(Items from a dataset)
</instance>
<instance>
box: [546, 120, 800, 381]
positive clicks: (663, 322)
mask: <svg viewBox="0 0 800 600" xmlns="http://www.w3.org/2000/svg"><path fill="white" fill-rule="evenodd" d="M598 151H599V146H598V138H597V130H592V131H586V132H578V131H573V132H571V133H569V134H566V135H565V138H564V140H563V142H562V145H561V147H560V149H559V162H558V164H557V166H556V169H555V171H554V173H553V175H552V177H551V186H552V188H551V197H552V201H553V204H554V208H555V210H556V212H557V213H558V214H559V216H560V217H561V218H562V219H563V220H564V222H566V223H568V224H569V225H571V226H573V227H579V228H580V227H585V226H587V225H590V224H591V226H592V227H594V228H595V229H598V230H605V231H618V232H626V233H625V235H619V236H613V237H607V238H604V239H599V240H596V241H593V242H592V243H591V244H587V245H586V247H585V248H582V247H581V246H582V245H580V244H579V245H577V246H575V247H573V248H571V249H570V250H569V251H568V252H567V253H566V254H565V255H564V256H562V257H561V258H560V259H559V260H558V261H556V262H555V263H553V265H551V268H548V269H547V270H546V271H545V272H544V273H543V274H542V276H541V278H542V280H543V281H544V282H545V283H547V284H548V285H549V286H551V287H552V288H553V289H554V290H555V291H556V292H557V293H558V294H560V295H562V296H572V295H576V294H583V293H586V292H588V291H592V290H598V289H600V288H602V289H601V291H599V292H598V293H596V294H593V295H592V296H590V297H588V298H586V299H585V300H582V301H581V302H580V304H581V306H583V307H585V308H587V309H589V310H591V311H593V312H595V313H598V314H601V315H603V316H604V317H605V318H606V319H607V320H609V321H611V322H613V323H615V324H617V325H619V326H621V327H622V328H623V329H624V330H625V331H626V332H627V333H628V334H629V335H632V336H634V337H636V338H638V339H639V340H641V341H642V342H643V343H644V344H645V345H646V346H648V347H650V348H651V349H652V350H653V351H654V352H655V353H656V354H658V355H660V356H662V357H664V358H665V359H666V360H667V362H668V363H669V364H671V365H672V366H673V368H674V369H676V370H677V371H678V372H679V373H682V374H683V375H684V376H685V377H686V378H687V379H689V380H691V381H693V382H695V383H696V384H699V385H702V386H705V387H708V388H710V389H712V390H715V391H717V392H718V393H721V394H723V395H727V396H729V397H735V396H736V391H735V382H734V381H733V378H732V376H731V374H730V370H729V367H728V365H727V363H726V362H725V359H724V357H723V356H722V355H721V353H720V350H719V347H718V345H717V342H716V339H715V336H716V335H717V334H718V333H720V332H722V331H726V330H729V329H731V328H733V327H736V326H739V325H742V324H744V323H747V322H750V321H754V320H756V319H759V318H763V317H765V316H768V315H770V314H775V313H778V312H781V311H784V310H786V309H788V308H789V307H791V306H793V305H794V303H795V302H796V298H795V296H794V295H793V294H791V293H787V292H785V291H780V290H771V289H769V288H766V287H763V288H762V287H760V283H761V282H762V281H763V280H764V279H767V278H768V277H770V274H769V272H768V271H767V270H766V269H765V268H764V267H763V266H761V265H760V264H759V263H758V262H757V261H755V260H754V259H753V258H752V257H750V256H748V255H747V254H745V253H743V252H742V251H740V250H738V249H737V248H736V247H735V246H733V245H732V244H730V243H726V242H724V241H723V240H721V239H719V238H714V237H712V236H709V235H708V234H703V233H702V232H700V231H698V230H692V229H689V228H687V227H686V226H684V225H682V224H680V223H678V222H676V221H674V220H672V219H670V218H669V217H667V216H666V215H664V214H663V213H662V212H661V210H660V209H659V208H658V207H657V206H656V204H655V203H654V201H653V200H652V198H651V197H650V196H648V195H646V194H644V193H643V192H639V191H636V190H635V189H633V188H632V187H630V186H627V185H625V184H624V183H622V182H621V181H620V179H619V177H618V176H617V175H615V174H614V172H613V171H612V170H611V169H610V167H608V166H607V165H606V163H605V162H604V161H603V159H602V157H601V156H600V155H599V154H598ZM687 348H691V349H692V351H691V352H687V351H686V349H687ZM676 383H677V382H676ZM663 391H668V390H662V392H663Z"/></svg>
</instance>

■ **Your goal**
Render every line from the start of the rows up to and including the line with "positive clicks: (663, 322)" as a Markdown table, with a Line No. column for the line's number and a Content column for the line itself. Leave out any blank lines.

■ **Result for this exercise**
| Line No. | Content |
|---|---|
| 1 | </instance> |
| 2 | <instance> |
| 3 | box: [546, 120, 800, 381] |
| 4 | positive clicks: (663, 322) |